## Section du document
--------------------
Chaque année ou presque, le thème de la précarité étudiante refait surface dans le débat public. À tel point que l’on a fini par le considérer comme un marronnier. Pourtant, près de 20 % des étudiants vivent sous le seuil de pauvreté et près de 40 % des étudiants bénéficient d’au moins une aide directe. Un chiffre qui n’a cessé de progresser depuis la crise de 2008. On ne le répétera pas assez, la précarité tue : depuis novembre dernier, Anas est entre la vie et la mort après s’être immolé devant le CROUS de Lyon alors qu’on lui avait retiré sa bourse. Déjà en 2015, un jeune homme avait été retrouvé mort de faim dans son logement universitaire.
Ce décès a alerté la Fédération des Associations Étudiantes de Lille qui a fondé Episcea il y a trois ans. L’objectif est de fournir des denrées alimentaires ainsi que des vêtements et de la papeterie aux étudiants étant dans l’incapacité financière de faire leurs courses en grande surface.
Une épicerie par les étudiants, pour les étudiants
L’association, dépendante de la FAEL, est présidée depuis octobre dernier par Zoé et Estelle, étudiantes en orthophonie. Le bureau est épaulé par deux services civiques, Inès et Allison. À raison de 26 heures par semaine, elles sont chargées et tenir l’épicerie, de gérer les stocks et le budget et d’assister aux commissions.
--------------------
## Données fournies
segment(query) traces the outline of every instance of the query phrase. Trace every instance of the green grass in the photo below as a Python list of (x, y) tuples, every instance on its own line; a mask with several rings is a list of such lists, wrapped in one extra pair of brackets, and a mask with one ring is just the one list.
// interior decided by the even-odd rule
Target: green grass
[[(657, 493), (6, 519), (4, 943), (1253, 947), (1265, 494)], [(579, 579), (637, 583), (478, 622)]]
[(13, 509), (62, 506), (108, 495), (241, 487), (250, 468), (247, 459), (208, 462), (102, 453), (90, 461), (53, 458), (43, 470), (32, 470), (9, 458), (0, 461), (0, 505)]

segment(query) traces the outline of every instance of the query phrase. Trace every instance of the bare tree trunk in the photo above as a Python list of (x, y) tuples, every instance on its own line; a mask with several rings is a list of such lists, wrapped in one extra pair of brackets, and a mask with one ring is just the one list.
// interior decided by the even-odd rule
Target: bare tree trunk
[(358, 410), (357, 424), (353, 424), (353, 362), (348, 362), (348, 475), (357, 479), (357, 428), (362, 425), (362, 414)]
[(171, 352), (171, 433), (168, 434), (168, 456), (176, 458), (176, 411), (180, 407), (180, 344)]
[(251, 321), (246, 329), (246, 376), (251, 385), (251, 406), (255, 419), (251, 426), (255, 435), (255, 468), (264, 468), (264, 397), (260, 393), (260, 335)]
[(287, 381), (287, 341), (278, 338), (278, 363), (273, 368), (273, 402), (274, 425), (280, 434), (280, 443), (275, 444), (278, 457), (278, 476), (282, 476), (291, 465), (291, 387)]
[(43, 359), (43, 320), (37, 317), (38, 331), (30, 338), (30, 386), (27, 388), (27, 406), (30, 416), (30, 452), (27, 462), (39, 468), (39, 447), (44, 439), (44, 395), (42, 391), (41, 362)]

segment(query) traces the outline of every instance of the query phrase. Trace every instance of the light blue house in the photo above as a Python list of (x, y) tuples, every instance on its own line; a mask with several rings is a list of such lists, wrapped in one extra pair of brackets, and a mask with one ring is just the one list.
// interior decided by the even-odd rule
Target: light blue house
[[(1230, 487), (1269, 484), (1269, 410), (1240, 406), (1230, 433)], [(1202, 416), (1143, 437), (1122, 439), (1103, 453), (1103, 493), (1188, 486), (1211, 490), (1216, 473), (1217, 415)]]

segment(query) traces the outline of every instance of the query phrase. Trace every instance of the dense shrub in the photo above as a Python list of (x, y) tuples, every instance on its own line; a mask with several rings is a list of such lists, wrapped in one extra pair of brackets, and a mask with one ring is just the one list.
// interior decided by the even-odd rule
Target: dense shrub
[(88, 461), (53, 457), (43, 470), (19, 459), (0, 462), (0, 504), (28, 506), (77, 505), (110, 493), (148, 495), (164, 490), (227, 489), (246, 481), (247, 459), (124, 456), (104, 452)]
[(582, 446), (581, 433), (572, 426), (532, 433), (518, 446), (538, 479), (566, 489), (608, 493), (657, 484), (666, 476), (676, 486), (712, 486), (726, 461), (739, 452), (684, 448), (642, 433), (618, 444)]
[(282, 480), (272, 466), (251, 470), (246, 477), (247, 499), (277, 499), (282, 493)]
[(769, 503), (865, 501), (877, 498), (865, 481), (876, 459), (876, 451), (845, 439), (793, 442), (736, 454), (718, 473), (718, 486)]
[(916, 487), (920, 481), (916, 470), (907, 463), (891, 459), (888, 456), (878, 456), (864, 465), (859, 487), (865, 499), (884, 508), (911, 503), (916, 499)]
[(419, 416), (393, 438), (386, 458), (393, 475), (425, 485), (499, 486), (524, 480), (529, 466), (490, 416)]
--------------------
## Objectif
D'après l'extrait sur la précarité étudiante, quelle organisation a fondé Episcea ? Les lignes forment un matériau indépendant de l'extrait.

## Résultat ci-dessous
La Fédération des Associations Étudiantes de Lille a fondé Episcea.